DATA SUPPLIED:
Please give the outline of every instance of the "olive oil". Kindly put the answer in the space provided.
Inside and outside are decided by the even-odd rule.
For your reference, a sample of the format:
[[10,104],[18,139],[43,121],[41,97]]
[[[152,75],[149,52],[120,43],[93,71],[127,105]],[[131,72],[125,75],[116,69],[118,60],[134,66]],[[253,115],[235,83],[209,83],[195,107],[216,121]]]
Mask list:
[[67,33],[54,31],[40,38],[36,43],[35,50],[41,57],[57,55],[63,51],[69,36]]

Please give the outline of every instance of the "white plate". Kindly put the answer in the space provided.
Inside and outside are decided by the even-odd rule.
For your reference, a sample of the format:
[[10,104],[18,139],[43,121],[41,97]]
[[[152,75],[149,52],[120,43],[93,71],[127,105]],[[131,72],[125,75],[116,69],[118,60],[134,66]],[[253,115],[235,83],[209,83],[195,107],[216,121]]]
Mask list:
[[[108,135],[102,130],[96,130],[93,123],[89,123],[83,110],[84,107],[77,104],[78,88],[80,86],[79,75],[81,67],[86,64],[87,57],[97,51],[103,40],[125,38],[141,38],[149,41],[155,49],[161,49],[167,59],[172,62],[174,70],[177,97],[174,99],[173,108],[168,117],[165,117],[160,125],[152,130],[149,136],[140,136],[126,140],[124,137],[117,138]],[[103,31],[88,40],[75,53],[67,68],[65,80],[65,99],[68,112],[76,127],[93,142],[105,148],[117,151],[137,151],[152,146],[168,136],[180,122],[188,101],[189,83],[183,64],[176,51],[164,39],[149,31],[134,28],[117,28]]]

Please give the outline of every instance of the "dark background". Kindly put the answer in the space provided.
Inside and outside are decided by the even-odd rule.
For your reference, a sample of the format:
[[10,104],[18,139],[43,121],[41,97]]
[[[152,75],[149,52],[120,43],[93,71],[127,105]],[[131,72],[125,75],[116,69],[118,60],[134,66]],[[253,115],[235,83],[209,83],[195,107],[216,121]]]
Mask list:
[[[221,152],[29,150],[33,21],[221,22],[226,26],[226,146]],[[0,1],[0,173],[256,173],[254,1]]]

PROBLEM: Render all of the data above as a numbered list, leaving out any blank lines.

OUTPUT FOR THIS EXERCISE:
1. Please give the outline of every instance of the "olive oil". Kindly put the answer in the space provided.
2. Inside and outside are decided by the even-odd rule.
3. For your reference, a sample of the format:
4. [[10,104],[18,139],[43,121],[41,97]]
5. [[[152,75],[149,52],[120,43],[93,71],[127,105]],[[131,72],[125,75],[116,69],[118,60],[134,66]],[[253,115],[235,83],[209,83],[195,107],[216,121]]]
6. Mask list:
7. [[67,33],[54,31],[40,38],[36,43],[35,50],[41,57],[57,55],[63,51],[69,36]]
8. Please give the outline of every instance of the "white plate". Kindly put the answer in the space provided.
9. Inside and outside are decided by the even-odd rule.
10. For your reference, a sample of the format:
11. [[10,104],[18,139],[43,121],[41,97]]
12. [[[152,75],[149,52],[120,43],[93,71],[127,105]],[[131,72],[125,75],[116,69],[118,60],[134,66]],[[253,115],[235,83],[209,83],[195,107],[216,121]]]
13. Mask list:
14. [[[108,135],[102,130],[96,130],[93,123],[89,123],[83,110],[84,107],[77,104],[78,88],[80,86],[79,75],[81,67],[86,64],[87,57],[97,51],[103,40],[125,38],[141,38],[149,41],[155,49],[161,49],[167,59],[172,62],[174,70],[177,97],[174,99],[173,108],[168,117],[165,117],[160,125],[152,130],[149,136],[140,136],[126,140],[124,137],[117,138]],[[103,31],[88,40],[75,53],[67,68],[65,80],[65,99],[68,112],[76,127],[93,142],[105,148],[117,151],[137,151],[152,146],[168,136],[180,122],[188,101],[189,83],[183,64],[176,51],[164,39],[149,31],[134,28],[117,28]]]
15. Please give the outline of every instance of the "dark background". Kindly put the answer in the space provided.
16. Inside and outside are decided by the even-odd rule.
17. For your reference, a sample of the format:
18. [[10,104],[18,139],[43,121],[41,97]]
19. [[[152,75],[149,52],[120,43],[93,71],[127,105]],[[131,72],[125,75],[116,69],[118,60],[134,66]],[[253,115],[235,83],[209,83],[195,107],[216,121]]]
20. Mask list:
21. [[[221,152],[29,150],[33,21],[221,22],[226,26],[226,146]],[[0,1],[0,173],[256,173],[254,1]]]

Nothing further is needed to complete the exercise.